I write stories, not movies, but often movies will inspire my writting. I came across a website that discussed the Big Lebowski and how it's a kind of play on movies like the Big Sleep, even the title is a play on that, but it's also full of Alice in Wonderland references, which aren't obvious, but are clearly there.

As I write, my story develops and my story has quite clearly picked up two famous stories (I'd prefer to not say which ones), kind of merged together. My question is whether this is a fairly common writing style. I can't imagine it's a new idea, and some stories or movies might make reference to several things.

For example: Frankenstein meets Wuthering Heights. There's no reason a story couldn't be written drawing themes from those two famous books. Maybe not easily as both are complete in and of themselves, but maybe a trilogy, and that's just an example, or a simpler one, Jane Austin meets Zombies, but that's more of a story meeting a theme, not two stories being brought together.

I know that reflecting from a single story into a new story is fairly common. My question is, how often is it done that a writer will reflect from two unrelated but well-known stories and make a new story, like I suspect the Big Lebowski did.

3 Answers 3


Not only is it common, but it's actually a useful thing to have your work be the mixture of two familiar things, because assuming that you want to sell your story eventually, that becomes a really good way to pitch your story: "It's Jane Austin with zombies," or "it's The Hunger Games in space" (Red Rising), etc. These make good pitches because they use instantly recognizable things, it's easy to understand, and if it's a good combination, then it will immediately spark ideas for the listener (ooh, I'd like to see how that would play out...).

* * *

Exercises to complete:
1 – Answer these about the discussion of merging two stories:
(a) Which movie does the website mentioned describe the Big Lebowski as a play on?
(b) Which two famous books are paired in the example of stories that could be drawn together?
(c) What title is given for the story pitched as "The Hunger Games in space"?
2 – Extract from the discussion of merging two stories the part that opens with the words containing "I write stories, not" and closes with "are clearly there.".
The material after this point was taken from a different source.

Provided data:
* * *

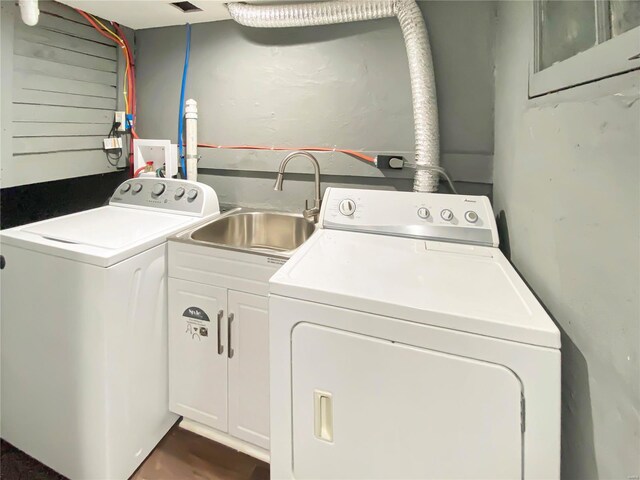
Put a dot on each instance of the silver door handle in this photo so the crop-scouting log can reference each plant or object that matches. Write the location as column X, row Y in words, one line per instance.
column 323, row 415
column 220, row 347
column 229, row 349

* * *

Solutions to the tasks:
1 –
(a) The Big Sleep.
(b) Frankenstein and Wuthering Heights.
(c) Red Rising.

2 –
I write stories, not movies, but often movies will inspire my writting. I came across a website that discussed the Big Lebowski and how it's a kind of play on movies like the Big Sleep, even the title is a play on that, but it's also full of Alice in Wonderland references, which aren't obvious, but are clearly there.